▶ **CONSIGNE 1**
Répondez à ces questions sur le texte présenté :
(a) Dans quelle ville et à quelle date la conférence a-t-elle été prononcée ?
(b) Comment le langage est-il défini ?
(c) Que s'agit-il de minorer, dans un premier temps au moins, avec la distinction langue/langage ?
▶ **CONSIGNE 2**
Recopiez à l'identique le passage du texte présenté qui va de « voici un texte » jusqu'à « laquelle ils vivent. ».

▶ **TEXTE PRÉSENTÉ**

Un texte d'Elisabeth Bautier sur le rapport à la langue

voici un texte qui intéressera toutes et tous nos linguistes !

Extraits de la conférence d’Elisabeth Bautier au 7 ° colloque de la D.F.L.M.(la puissante association "Didactique du français langue maternelle, devenue l'AIRDF), Bruxelles, sept. 1998

« Maîtrise langagière et démocratisation »

« Ce sont les rapports entre la langue, le langage (que nous définirons rapidement comme les utilisations de la langue) et la démocratisation qui font l'objet de cette conférence.  Quel sens donnons-nous à "démocratisation" ? Le sens de l'accès de tous à une culture commune, à des référents et des savoirs communs, à des manières partagées de penser le monde d'une part, d'autre part, à la possibilité que les gens se sentent sujets dans ce monde, partie prenante de la société dans laquelle ils vivent.

(…)

« Même si les élèves ont souvent des difficultés dans ce domaine [de la "maîtrise de la langue"], il ne faudrait pas leur accorder une importance majeure car elles en masquent de plus importantes qui font plus profondément problème, qui sont plus différenciatrices des élèves car elles concernent les usages mêmes du langage supposés par les pratiques scolaires.  La notion de "maîtrise de la langue" masque également un autre aspect linguistique et langagier de la démocratisation, le partage des catégories pour dire et penser le monde, pour construire des références et des univers de pensée communs.

« La distinction langue/langage opère donc un déplacement d'importance puisqu'il s'agit, dans un premier temps au moins, de minorer le rôle du "bien" parler et du "bien" écrire (ou du "mal" parler "mal" écrire), trop souvent assimilés à la notion de maîtrise de la langue, et de référer les productions langagières aux usages socio-cognitifs qui les sous-tendent : il n'y a pas d'assise théorique pour penser une maîtrise de la langue indépendante des tâches que les élèves ont à effectuer, donc des contenus des textes produits et lus, du genre auquel ils appartiennent, de l'activité intellectuelle qu'ils supposent, de la posture du sujet qu'ils impliquent.

« Il est nécessaire (…) de se poser la question de ce qu'il y a à faire pour que les élèves construisent les usages du langage que les apprentissages scolaires supposent, apprentissages langagiers et disciplinaires.

▶ **LISTING FOURNI**

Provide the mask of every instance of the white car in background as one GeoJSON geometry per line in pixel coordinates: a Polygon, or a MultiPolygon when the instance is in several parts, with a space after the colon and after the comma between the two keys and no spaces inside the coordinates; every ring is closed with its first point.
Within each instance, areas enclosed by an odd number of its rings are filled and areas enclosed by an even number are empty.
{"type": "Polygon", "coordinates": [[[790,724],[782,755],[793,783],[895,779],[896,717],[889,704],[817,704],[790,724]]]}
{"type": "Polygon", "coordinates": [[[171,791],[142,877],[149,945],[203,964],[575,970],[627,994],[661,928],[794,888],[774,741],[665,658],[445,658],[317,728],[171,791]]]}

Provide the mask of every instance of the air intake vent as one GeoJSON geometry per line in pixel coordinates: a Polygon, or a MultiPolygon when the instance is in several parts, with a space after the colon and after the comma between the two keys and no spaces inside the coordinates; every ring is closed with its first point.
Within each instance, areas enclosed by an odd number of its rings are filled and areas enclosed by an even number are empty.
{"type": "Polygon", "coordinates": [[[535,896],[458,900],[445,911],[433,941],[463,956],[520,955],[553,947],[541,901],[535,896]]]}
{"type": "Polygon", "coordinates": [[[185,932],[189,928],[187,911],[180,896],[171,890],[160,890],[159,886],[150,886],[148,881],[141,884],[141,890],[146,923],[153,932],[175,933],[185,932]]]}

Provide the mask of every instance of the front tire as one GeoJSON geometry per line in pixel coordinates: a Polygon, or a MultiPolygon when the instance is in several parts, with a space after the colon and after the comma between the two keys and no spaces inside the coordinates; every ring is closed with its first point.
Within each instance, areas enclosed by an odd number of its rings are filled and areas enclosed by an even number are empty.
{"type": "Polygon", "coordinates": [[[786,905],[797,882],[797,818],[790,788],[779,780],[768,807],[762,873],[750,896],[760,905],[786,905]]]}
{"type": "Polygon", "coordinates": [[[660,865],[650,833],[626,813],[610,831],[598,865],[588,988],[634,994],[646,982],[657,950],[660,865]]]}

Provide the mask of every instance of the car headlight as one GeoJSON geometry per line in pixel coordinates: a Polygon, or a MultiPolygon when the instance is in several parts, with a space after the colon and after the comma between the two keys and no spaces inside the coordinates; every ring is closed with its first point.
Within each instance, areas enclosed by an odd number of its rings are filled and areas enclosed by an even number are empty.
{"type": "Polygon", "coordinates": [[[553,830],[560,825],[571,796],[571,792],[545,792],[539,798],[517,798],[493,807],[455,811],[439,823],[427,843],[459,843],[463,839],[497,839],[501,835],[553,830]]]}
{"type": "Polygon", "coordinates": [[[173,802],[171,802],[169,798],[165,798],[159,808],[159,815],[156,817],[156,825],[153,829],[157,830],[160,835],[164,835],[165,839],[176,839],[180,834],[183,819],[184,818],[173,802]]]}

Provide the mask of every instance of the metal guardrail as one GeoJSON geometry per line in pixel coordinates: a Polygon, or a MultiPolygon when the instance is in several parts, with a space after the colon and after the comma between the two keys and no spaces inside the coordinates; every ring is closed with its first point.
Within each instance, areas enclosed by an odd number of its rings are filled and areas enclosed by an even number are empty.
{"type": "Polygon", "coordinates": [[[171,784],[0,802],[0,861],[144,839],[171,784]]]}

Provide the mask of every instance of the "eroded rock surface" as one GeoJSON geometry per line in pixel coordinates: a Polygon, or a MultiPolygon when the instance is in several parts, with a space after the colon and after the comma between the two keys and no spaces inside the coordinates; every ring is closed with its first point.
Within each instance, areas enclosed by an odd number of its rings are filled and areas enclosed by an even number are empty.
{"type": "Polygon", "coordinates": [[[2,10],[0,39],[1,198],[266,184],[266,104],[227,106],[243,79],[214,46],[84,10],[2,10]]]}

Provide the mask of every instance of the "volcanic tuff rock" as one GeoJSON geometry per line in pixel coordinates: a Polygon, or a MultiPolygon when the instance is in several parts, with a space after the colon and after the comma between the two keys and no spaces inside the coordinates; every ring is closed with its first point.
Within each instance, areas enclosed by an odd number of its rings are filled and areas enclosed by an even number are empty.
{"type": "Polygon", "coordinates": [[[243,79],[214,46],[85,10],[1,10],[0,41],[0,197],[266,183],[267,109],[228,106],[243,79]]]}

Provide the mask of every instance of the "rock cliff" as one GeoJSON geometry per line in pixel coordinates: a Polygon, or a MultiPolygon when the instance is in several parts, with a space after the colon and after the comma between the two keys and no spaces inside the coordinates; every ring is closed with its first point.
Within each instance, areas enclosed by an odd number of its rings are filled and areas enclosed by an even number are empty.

▶ **RÉPONSE ATTENDUE 1**
(a) À Bruxelles, en septembre 1998.
(b) Comme les utilisations de la langue.
(c) Le rôle du « bien » parler et du « bien » écrire (ou du « mal » parler « mal » écrire).

▶ **RÉPONSE ATTENDUE 2**
voici un texte qui intéressera toutes et tous nos linguistes !

Extraits de la conférence d’Elisabeth Bautier au 7 ° colloque de la D.F.L.M.(la puissante association "Didactique du français langue maternelle, devenue l'AIRDF), Bruxelles, sept. 1998

« Maîtrise langagière et démocratisation »

« Ce sont les rapports entre la langue, le langage (que nous définirons rapidement comme les utilisations de la langue) et la démocratisation qui font l'objet de cette conférence.  Quel sens donnons-nous à "démocratisation" ? Le sens de l'accès de tous à une culture commune, à des référents et des savoirs communs, à des manières partagées de penser le monde d'une part, d'autre part, à la possibilité que les gens se sentent sujets dans ce monde, partie prenante de la société dans laquelle ils vivent.